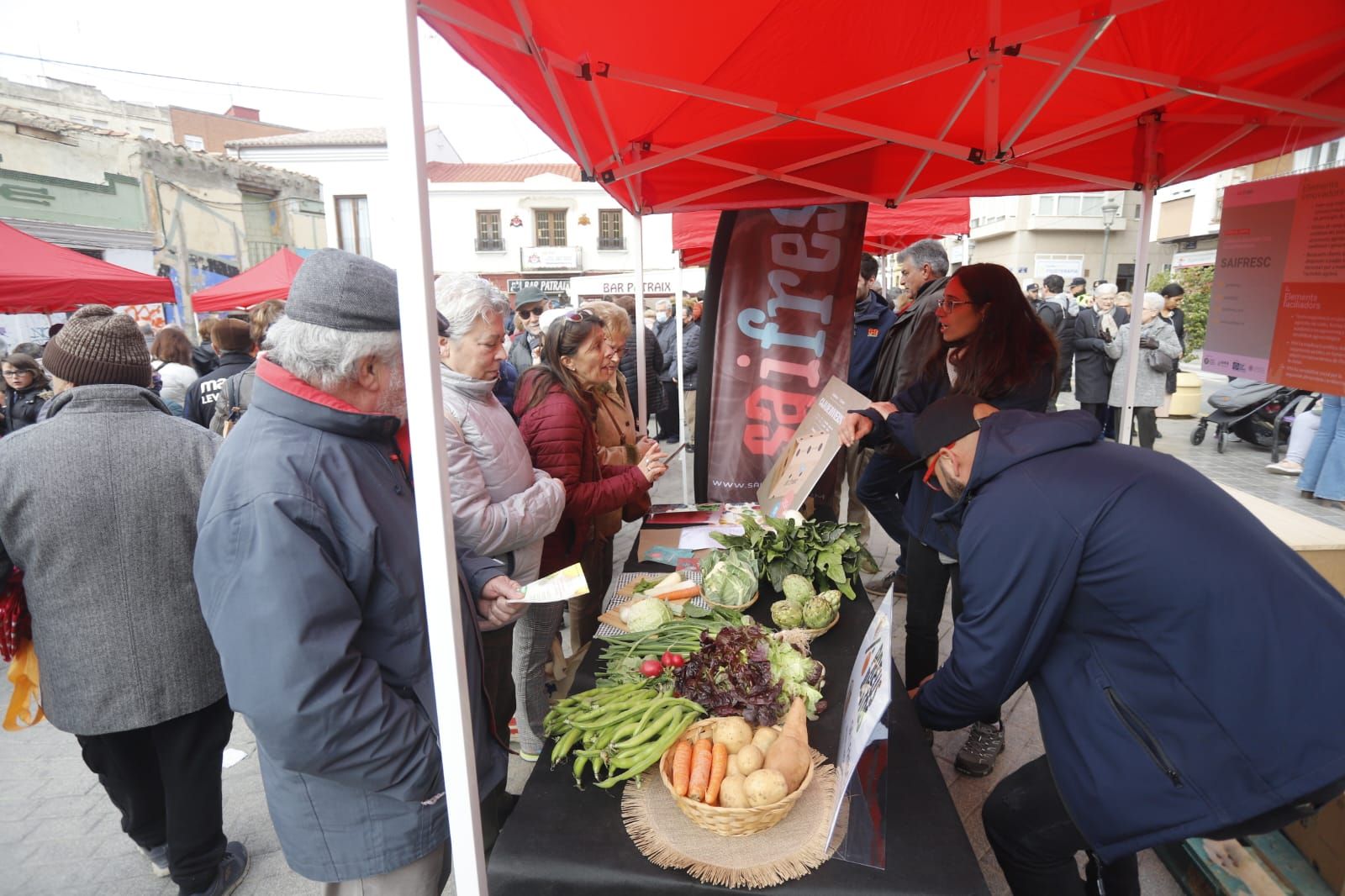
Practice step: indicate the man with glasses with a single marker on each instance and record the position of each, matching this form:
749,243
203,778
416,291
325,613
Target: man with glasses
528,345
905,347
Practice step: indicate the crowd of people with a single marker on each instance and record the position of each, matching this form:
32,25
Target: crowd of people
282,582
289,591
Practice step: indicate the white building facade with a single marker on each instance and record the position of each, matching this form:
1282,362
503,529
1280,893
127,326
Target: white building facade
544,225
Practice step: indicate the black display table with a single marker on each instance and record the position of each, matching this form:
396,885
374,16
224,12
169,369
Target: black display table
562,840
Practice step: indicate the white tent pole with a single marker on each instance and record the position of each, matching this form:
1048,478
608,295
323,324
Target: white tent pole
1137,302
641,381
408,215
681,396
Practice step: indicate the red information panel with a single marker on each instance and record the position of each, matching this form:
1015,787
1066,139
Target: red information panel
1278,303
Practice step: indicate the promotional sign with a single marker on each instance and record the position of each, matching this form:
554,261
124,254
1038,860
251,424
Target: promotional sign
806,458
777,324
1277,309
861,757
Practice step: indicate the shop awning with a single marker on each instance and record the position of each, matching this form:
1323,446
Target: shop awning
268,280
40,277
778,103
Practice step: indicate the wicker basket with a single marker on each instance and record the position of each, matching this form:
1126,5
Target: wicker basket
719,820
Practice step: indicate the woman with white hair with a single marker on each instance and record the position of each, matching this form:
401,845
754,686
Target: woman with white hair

════

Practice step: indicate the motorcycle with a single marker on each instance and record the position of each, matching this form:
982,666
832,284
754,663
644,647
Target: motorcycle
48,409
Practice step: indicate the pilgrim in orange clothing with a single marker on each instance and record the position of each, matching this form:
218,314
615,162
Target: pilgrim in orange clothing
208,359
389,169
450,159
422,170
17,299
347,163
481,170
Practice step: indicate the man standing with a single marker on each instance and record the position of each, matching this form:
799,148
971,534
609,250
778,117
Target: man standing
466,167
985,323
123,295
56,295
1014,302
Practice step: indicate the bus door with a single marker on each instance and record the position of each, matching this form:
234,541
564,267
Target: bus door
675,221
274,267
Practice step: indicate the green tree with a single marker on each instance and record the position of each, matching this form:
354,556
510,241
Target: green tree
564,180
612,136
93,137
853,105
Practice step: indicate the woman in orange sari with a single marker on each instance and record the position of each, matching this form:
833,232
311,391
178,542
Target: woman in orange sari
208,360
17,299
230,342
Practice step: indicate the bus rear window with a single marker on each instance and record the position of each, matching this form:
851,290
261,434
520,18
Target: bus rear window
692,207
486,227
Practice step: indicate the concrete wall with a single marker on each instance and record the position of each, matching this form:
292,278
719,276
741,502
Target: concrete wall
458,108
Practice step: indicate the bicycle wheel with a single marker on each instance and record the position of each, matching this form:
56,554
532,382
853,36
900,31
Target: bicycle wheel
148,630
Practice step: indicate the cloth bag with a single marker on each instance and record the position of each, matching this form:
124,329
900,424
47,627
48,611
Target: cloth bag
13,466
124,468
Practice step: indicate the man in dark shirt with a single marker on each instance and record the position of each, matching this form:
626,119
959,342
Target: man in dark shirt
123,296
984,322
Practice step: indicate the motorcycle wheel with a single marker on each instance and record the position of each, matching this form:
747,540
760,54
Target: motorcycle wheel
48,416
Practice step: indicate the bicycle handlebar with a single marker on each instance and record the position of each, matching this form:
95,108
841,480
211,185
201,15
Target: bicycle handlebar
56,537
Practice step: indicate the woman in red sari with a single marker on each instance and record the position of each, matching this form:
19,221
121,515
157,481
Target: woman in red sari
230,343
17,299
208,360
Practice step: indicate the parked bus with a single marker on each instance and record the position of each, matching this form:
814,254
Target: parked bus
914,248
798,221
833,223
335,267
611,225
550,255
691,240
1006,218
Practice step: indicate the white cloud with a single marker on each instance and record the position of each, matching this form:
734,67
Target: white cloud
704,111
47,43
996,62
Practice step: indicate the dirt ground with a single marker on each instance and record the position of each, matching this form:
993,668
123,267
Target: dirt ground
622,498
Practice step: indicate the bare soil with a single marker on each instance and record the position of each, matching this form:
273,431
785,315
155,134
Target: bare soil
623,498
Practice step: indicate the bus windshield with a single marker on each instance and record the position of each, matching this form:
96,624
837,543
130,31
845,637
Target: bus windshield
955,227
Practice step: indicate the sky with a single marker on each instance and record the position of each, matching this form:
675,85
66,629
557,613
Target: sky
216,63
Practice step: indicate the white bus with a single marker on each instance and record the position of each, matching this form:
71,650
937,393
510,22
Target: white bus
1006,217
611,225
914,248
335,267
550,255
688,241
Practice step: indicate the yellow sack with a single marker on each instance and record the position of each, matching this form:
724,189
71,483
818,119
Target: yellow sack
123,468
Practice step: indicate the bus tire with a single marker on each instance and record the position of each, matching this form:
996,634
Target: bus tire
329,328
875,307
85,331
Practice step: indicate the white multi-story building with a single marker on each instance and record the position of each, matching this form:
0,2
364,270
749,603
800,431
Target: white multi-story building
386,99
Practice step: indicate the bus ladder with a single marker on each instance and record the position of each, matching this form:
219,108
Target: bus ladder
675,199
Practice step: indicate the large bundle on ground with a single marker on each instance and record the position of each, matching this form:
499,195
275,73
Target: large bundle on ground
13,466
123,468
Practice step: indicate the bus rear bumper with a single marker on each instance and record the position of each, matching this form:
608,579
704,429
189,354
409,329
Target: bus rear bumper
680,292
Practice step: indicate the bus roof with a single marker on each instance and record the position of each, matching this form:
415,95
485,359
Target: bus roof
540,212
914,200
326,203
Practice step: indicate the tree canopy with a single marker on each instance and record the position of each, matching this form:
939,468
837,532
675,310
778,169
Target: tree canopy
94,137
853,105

════

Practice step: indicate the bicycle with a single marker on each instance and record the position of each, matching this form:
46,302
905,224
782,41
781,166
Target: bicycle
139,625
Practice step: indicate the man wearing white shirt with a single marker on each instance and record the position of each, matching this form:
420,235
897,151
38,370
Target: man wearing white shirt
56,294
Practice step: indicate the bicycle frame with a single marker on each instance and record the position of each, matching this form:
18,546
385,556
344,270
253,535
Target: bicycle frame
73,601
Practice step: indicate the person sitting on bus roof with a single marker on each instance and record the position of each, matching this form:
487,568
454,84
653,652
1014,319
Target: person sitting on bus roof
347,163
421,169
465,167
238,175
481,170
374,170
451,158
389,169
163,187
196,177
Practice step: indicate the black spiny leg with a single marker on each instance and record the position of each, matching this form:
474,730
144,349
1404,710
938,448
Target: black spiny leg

════

### EXERCISE
Return, from the entries, each line that holds "hair".

### RESULT FOR THIS TASK
Practice step: indicate the woman with white hair with a single marker on each instance and record the position of each, matching this form:
Target: woman with white hair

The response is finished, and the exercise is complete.